[start DATA ENTRIES]

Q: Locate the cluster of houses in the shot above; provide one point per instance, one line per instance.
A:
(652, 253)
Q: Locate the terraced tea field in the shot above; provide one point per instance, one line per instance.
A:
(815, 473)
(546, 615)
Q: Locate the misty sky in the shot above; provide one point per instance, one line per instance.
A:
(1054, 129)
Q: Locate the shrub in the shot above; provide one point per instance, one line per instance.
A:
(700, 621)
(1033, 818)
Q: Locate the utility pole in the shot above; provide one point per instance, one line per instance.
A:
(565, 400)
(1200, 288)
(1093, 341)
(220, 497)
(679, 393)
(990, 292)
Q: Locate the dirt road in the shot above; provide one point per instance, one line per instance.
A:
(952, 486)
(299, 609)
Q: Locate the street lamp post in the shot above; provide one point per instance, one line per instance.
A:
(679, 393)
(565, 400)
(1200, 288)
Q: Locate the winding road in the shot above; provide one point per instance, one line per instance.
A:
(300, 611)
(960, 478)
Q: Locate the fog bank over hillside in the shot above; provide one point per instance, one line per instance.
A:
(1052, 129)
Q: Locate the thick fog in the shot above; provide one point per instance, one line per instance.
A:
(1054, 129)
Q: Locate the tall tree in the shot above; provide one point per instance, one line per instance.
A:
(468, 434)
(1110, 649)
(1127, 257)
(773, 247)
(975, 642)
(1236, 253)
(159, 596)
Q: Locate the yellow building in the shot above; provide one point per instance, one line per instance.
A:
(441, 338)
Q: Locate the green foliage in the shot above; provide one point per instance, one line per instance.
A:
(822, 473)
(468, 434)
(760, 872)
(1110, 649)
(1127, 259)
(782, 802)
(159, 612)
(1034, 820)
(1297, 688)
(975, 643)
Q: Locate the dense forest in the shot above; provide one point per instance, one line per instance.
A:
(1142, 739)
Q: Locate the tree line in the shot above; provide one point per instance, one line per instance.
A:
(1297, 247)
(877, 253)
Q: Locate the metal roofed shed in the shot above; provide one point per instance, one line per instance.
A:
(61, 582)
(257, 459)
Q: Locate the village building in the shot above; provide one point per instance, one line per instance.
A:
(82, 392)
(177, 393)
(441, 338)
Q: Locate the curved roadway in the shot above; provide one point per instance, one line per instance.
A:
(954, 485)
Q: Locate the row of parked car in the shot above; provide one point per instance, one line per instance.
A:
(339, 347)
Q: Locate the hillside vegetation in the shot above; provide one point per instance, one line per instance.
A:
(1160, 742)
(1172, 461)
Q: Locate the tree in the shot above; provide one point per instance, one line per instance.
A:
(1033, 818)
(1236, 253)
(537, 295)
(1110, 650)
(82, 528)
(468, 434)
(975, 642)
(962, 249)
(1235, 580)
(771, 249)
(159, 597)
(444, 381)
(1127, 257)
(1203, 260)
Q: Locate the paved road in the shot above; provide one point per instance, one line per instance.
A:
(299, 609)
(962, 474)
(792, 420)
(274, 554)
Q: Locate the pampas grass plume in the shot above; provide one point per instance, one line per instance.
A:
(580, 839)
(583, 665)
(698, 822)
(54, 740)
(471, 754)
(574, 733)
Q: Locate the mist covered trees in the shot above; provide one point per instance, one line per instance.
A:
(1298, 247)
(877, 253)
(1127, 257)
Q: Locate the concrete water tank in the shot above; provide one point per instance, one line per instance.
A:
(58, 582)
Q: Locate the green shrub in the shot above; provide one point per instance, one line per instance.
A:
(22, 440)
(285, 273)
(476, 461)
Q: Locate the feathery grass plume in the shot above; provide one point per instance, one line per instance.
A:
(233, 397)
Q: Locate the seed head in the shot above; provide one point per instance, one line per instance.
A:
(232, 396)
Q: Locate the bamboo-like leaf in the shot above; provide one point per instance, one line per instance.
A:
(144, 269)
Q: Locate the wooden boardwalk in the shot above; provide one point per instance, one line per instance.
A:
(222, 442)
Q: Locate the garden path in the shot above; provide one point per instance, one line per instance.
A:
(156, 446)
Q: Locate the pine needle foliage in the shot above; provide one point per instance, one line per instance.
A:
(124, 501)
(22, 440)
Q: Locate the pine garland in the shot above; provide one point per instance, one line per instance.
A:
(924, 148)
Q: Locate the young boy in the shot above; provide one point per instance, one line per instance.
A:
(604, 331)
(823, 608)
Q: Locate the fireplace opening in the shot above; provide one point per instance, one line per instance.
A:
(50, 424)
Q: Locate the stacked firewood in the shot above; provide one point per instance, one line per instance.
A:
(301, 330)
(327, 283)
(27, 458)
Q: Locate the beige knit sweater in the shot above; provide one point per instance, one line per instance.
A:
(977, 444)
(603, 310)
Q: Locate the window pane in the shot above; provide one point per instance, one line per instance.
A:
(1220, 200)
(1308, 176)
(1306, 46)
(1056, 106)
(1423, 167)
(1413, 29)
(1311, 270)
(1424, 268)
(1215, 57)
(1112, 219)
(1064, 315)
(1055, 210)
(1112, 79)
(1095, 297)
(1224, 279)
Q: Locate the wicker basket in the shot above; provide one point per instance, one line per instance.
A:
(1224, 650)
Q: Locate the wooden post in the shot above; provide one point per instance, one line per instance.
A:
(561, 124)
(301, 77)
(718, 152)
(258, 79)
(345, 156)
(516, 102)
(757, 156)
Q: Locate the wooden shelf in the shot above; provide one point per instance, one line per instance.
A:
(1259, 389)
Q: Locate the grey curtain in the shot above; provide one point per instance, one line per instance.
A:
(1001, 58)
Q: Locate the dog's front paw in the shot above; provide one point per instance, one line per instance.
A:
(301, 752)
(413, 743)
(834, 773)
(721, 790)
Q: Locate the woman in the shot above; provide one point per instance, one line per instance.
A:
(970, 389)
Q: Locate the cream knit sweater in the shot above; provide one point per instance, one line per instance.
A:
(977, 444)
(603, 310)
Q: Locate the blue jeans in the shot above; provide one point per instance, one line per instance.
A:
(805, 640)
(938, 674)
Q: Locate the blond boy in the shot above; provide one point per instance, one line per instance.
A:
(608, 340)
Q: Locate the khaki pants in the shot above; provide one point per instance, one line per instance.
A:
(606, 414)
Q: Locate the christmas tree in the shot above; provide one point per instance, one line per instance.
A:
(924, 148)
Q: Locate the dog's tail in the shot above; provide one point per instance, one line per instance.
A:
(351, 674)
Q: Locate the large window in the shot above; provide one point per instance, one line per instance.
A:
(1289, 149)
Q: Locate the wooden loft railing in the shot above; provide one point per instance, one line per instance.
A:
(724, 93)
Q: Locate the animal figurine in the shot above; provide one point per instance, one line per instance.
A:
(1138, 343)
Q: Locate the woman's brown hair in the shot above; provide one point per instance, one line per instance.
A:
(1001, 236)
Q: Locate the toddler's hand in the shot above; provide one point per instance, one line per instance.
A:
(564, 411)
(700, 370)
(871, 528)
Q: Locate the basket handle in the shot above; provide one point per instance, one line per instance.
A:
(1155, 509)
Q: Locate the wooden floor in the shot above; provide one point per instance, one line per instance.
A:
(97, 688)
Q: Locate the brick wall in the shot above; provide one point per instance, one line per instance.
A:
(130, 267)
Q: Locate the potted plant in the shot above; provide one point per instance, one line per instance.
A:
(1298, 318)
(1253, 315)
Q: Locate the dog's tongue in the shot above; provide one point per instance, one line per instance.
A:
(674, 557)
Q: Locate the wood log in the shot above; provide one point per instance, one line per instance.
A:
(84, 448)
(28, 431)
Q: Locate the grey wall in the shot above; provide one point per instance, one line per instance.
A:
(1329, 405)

[end DATA ENTRIES]

SHORT PROBLEM => Reproduce the entries above exactly.

OUTPUT BELOW =>
Q: Locate the cluster of houses in the shot above; provide one point per instance, one line per instance.
A:
(652, 253)
Q: Locate the terraced tea field in the shot above; provide one point per instance, one line per instance.
A:
(815, 473)
(546, 615)
Q: Locate the misty sky in the shot above; provide one point per instance, one line per instance.
A:
(1054, 129)
Q: Locate the shrub in the shot above; provide one point per instance, one line per instance.
A:
(700, 621)
(1033, 818)
Q: Locate the utility pole in the shot above; provide one point per instance, one line per instance.
A:
(565, 400)
(1200, 288)
(1093, 341)
(220, 497)
(679, 393)
(990, 292)
Q: Locate the dirt road in the shot above; provide one point per instance, one line per instance.
A:
(952, 486)
(299, 609)
Q: Locate the street lamp post in the shot above; provide one point per instance, one line per instance.
A:
(679, 393)
(565, 400)
(1200, 288)
Q: Locate the winding road in the shot above; provide one point per instance, one line per instance.
A:
(300, 611)
(960, 478)
Q: Locate the fog bank over hillside in the shot above; provide one point per instance, one line per instance.
A:
(1052, 129)
Q: Locate the thick fog in the shot above; provide one point per instance, one line per instance.
A:
(1054, 129)
Q: Locate the tall tree in the shot above; provide one point per instance, one line per instance.
A:
(468, 434)
(1110, 649)
(1127, 257)
(773, 247)
(975, 642)
(1236, 253)
(159, 596)
Q: Locate the yellow building in the shot above; provide one point per instance, one line per instance.
A:
(441, 338)
Q: Locate the green foliage in the shot above; provide one point per instance, one line per instance.
A:
(822, 473)
(468, 434)
(760, 872)
(1110, 649)
(1127, 259)
(782, 802)
(159, 612)
(1034, 820)
(1297, 688)
(975, 643)
Q: Locate the dense forest in the shot above; provide one point per instance, one line per instance.
A:
(1142, 739)
Q: Locate the tree line in the shot above; provide one point per instance, one line per instance.
A:
(1297, 247)
(877, 253)
Q: Locate the metal roofed shed in the shot above; provide one point per instance, one line per instance.
A:
(61, 582)
(257, 459)
Q: Locate the village building in the shot above; provide one point per instance, one line per instance.
A:
(82, 392)
(177, 393)
(441, 338)
Q: Locate the curved roadway in the shot above; provide one point per instance, one line per instance.
A:
(954, 485)
Q: Locate the row of parked car in the shot above; provide one point per instance, one line per instance.
A:
(339, 347)
Q: Locate the hillside vegetation in the shot above; provide one point per instance, one line per instance.
A:
(1160, 742)
(1172, 461)
Q: Locate the tree in the shot above; provide one point per instance, one line per instance.
A:
(1033, 818)
(1236, 253)
(537, 295)
(1110, 650)
(82, 528)
(468, 434)
(975, 642)
(962, 249)
(1235, 580)
(771, 249)
(159, 597)
(444, 381)
(1127, 257)
(1203, 260)
Q: Locate the paved road in the shot above; provide one point per instance, one line per instance.
A:
(299, 609)
(962, 474)
(792, 420)
(274, 554)
Q: Locate the pampas grass plume in the shot above; provide one point per instance, one line per instance.
A:
(580, 839)
(583, 665)
(698, 822)
(54, 740)
(471, 754)
(574, 733)
Q: Locate the mist covered trees in the shot above; provide one point per instance, one line per instance.
A:
(1298, 247)
(877, 253)
(1127, 257)
Q: Locate the concrete water tank in the shot above; provide one point per instance, one line per instance.
A:
(58, 582)
Q: Locate the green shrub in the shot above; provide one point per instance, one line per instance.
A:
(22, 440)
(285, 273)
(476, 461)
Q: Locate the feathery grass plume in the shot above; provide one point per instance, one line per instance.
A:
(233, 397)
Q: Locate the seed head in the shot above; provide one point per instance, one line per instance.
A:
(232, 396)
Q: Locate the bamboo-like leaf in the shot above; provide one point per instance, one line per instance.
A:
(144, 269)
Q: Locate the wooden boardwalk in the shot above; provide one point per instance, one line per instance.
A:
(222, 442)
Q: Locate the garden path in the shot above; provide one point per instance, one line per instance.
A:
(156, 446)
Q: Locate the pine needle foliage in the shot above; provide one point per instance, one line per instance.
A:
(124, 501)
(22, 440)
Q: Locate the pine garland in the shot above; provide one point per instance, one line per instance.
A:
(924, 148)
Q: Locate the young boy in the shot above; provide one point per instance, one line per instance.
A:
(604, 331)
(823, 608)
Q: Locate the fireplace opening in the shot above; provide one point per instance, one line per instance.
A:
(50, 424)
Q: Locate the stacked firewood in the shot above; provide one point per instance, one line per instance.
A:
(301, 330)
(327, 283)
(27, 458)
Q: Locate the beige knit sweater in the shot above; provide one point per instance, one line per instance.
A:
(977, 444)
(603, 310)
Q: Locate the window pane in the shot above; provide one point per instance, one line per instance.
A:
(1220, 200)
(1308, 176)
(1306, 46)
(1056, 106)
(1423, 167)
(1413, 29)
(1311, 270)
(1424, 268)
(1215, 57)
(1112, 219)
(1064, 315)
(1055, 210)
(1112, 79)
(1095, 297)
(1224, 279)
Q: Locate the wicker basket in the shot above; provide one point per instance, one line per instance.
A:
(1224, 650)
Q: Locate the wooden post in the shot above; provide one point per instance, one line per instance.
A:
(561, 124)
(301, 77)
(718, 152)
(258, 79)
(345, 156)
(516, 102)
(757, 156)
Q: Locate the wooden shelf in the shot above; provide one point per instance, one line per instance.
A:
(1259, 389)
Q: Locate the grey curtain in the shot above; provide one point per instance, one line per instance.
A:
(1001, 58)
Q: Locate the dog's front paw in the shot above; provide one point per instance, one line per instance.
A:
(301, 752)
(413, 743)
(834, 773)
(721, 790)
Q: Locate the woman in the shot above; provide one point per instance, one line per instance.
A:
(970, 389)
Q: Locate the cream knit sweater in the shot above; provide one point per instance, one line per instance.
A:
(977, 444)
(603, 310)
Q: Locate the blue jeans in the shot above; provide one point per instance, one line per instance.
A:
(805, 640)
(938, 674)
Q: Locate the blond boy in the shot above; provide one point per instance, one line per instance.
A:
(608, 340)
Q: Locate the khaki pants in the shot above; provide one point per instance, one line per instance.
A:
(606, 414)
Q: Locate the christmas tree in the shot above; provide one point per instance, one line per instance.
A:
(924, 148)
Q: Locate the dog's tail in the shot above; provide one point per instance, one line per instance.
A:
(351, 674)
Q: Locate the large window in the shot above; provide one point per instance, one line per instance.
A:
(1289, 149)
Q: Locate the wooden loft railing in the shot above; provide one point per instance, one line per instance.
A:
(724, 93)
Q: Locate the animal figurine in the shot above; provide one point per instance, one line per instance.
A:
(1138, 343)
Q: Locate the woman's brown hair in the shot above; provide one point per instance, one line per instance.
A:
(1001, 236)
Q: Locate the toddler's hand in the shot above; provide one point per instance, one line per instance.
A:
(564, 411)
(700, 370)
(871, 528)
Q: Locate the basket handle in the shot above; provide one point per instance, one line per instance.
A:
(1155, 509)
Q: Locate the wooden floor in the shot above; provide one point per instance, one line per instance.
A:
(97, 688)
Q: Locate the brick wall in the shot above; provide one point per instance, one line per instance.
A:
(130, 267)
Q: Locate the potted plant in the shot above; provide one point per instance, one line per instance.
A:
(1298, 318)
(1253, 315)
Q: Locate the dog's tongue in the shot above; provide one point per instance, one line per instance.
A:
(674, 557)
Q: Locate the wood log in the shot above; provide one point per instance, one line per instance.
A:
(84, 448)
(28, 431)
Q: Locate the grey wall in the shot above; provide one point per instance, one line per instance.
A:
(1329, 405)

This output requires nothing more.